#### [WHAT YOU SHOULD DO]
Below are records; quote them exactly from the first line through the line that contains "If you could point at the leafy".

** Opening ENTRIES PROVIDED block **

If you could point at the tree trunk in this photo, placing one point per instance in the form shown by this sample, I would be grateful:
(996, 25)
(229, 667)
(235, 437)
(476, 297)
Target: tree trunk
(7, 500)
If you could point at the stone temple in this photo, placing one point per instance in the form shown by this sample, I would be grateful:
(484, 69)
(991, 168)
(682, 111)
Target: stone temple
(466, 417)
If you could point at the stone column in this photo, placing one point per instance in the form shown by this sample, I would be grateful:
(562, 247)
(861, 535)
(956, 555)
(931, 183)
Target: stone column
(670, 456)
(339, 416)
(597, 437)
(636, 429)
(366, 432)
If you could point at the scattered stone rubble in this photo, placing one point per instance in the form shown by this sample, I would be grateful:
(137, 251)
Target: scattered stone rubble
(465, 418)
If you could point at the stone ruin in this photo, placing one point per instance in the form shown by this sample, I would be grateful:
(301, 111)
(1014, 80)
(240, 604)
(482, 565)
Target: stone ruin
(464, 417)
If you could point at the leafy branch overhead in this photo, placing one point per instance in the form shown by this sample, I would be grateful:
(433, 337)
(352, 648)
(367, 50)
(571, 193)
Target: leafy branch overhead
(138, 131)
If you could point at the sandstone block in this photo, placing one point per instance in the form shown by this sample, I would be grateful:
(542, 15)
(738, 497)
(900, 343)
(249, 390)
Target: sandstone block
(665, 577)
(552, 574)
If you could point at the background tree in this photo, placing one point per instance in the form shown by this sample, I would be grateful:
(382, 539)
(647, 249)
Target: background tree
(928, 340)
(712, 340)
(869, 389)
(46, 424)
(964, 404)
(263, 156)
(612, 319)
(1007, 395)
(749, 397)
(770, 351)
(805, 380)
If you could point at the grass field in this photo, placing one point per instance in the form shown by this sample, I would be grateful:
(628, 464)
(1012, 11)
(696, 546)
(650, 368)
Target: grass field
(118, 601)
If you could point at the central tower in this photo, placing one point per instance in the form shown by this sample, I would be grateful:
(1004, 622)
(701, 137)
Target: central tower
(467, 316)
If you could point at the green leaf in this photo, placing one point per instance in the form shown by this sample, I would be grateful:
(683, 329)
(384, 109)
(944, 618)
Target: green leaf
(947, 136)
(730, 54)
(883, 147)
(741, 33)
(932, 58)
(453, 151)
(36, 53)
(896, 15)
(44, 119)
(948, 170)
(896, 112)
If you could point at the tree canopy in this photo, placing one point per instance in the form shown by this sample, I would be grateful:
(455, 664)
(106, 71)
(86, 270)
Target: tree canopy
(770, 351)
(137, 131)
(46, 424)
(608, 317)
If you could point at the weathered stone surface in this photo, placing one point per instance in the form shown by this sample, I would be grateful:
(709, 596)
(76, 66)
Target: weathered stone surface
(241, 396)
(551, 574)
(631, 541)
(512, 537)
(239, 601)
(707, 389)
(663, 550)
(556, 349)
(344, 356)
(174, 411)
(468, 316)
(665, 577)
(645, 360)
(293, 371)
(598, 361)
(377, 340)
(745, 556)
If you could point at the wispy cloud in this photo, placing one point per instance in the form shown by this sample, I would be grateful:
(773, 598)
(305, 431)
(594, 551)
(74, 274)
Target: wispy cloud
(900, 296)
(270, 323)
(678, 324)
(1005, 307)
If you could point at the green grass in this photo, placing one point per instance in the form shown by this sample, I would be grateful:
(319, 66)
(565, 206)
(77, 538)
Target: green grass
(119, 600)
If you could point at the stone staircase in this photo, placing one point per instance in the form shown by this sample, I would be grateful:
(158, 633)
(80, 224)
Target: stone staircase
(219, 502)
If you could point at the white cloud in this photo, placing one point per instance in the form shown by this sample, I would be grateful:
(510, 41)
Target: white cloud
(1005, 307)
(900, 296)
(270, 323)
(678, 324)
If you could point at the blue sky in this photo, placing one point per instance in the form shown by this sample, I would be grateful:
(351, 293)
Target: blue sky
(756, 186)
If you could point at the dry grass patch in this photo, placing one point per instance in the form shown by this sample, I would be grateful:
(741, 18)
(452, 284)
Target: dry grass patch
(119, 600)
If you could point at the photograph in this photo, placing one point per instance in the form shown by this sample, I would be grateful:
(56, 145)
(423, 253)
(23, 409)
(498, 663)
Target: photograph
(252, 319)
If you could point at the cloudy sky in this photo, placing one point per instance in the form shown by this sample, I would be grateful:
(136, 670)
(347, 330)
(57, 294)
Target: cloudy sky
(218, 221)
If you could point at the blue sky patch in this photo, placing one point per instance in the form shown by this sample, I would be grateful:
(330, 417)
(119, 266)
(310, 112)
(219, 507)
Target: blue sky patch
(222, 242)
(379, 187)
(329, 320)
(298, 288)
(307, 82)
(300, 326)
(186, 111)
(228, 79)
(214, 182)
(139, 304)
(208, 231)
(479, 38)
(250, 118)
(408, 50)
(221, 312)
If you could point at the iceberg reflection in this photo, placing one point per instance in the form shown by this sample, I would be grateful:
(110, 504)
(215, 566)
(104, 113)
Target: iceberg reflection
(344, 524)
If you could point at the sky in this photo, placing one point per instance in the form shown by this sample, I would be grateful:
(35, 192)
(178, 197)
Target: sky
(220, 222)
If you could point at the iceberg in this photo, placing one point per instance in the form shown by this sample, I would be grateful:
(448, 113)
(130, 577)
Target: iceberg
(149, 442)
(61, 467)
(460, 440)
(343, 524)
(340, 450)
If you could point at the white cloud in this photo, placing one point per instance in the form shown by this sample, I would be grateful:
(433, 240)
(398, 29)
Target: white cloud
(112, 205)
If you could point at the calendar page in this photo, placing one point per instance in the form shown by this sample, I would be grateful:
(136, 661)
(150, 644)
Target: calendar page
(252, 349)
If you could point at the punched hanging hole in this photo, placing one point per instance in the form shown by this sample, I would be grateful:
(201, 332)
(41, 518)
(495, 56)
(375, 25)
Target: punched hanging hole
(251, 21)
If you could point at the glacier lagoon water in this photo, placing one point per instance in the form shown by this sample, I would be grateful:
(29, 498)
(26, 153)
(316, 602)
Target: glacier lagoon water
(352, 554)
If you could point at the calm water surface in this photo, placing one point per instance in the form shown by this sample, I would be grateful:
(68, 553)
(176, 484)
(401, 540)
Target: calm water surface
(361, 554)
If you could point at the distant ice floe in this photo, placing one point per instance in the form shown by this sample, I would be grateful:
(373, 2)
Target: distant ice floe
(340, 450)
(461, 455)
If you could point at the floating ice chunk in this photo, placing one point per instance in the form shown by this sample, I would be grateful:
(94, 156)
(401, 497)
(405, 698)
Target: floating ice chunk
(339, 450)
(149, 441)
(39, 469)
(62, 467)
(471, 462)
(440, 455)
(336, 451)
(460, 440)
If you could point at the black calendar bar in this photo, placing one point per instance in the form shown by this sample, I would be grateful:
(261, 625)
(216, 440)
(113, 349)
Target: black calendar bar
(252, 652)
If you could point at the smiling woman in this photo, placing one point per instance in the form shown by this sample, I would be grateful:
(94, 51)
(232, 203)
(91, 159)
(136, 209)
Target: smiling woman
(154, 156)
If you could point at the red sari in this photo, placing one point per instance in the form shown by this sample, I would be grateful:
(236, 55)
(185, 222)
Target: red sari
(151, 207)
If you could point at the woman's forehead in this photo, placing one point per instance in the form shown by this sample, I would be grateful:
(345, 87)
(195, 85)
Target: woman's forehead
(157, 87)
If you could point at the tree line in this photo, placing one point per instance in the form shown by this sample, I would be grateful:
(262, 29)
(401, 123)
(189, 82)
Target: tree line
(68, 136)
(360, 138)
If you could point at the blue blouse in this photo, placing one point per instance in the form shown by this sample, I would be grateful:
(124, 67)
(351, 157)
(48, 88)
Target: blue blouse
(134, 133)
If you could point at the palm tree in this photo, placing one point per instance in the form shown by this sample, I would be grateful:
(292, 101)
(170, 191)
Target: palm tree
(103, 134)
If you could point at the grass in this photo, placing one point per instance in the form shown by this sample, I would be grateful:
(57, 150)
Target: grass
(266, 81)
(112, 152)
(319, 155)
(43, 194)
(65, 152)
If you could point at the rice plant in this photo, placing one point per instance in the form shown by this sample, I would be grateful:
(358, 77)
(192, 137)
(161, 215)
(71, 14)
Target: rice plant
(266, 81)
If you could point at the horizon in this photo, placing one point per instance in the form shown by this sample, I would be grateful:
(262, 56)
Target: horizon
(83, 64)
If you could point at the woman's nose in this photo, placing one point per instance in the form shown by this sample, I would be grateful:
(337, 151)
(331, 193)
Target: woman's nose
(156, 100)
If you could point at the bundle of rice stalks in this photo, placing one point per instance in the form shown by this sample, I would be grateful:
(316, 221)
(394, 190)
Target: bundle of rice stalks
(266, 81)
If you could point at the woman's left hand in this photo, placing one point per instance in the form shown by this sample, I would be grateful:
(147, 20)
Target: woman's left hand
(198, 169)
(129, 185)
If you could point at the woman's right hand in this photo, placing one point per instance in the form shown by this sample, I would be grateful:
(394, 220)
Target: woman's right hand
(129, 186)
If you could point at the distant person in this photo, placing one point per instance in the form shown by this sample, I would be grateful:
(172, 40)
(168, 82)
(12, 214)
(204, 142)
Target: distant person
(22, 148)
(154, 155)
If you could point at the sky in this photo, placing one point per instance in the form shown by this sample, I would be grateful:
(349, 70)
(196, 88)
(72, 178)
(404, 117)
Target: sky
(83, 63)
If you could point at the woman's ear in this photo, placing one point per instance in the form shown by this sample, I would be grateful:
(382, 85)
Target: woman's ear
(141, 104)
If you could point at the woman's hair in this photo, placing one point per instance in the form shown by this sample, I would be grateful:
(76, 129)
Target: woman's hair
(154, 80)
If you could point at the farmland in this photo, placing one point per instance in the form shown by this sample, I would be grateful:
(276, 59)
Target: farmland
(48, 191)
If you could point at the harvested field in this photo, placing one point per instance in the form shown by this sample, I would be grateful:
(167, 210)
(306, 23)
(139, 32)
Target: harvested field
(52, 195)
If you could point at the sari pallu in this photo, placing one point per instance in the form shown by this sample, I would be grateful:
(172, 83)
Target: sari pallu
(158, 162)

** Closing ENTRIES PROVIDED block **

#### [SOLUTION TO THIS PROBLEM]
If you could point at the tree trunk in this photo, placing one point per instance in the form shown by this sample, I would be grateful:
(996, 25)
(229, 667)
(235, 437)
(476, 297)
Target: tree trunk
(7, 500)
If you could point at the stone temple in this photo, placing one point per instance in the form shown by this sample, I would be grateful:
(484, 69)
(991, 168)
(682, 111)
Target: stone temple
(466, 417)
If you could point at the stone column in this photo, placing one point per instance in the form shown by this sample, I would be grateful:
(562, 247)
(861, 535)
(956, 555)
(931, 183)
Target: stone column
(670, 456)
(339, 416)
(597, 437)
(636, 429)
(366, 432)
If you could point at the scattered stone rubble in this photo, placing one point per instance in the form shown by this sample, I would be grateful:
(137, 251)
Target: scattered stone rubble
(465, 418)
If you could point at the stone ruin in this photo, placing one point per instance in the form shown by this sample, I would be grateful:
(301, 111)
(1014, 80)
(240, 604)
(482, 565)
Target: stone ruin
(464, 417)
If you could point at the leafy branch overhead in this photo, placing one point per instance in the form shown by this sample, I would be grateful:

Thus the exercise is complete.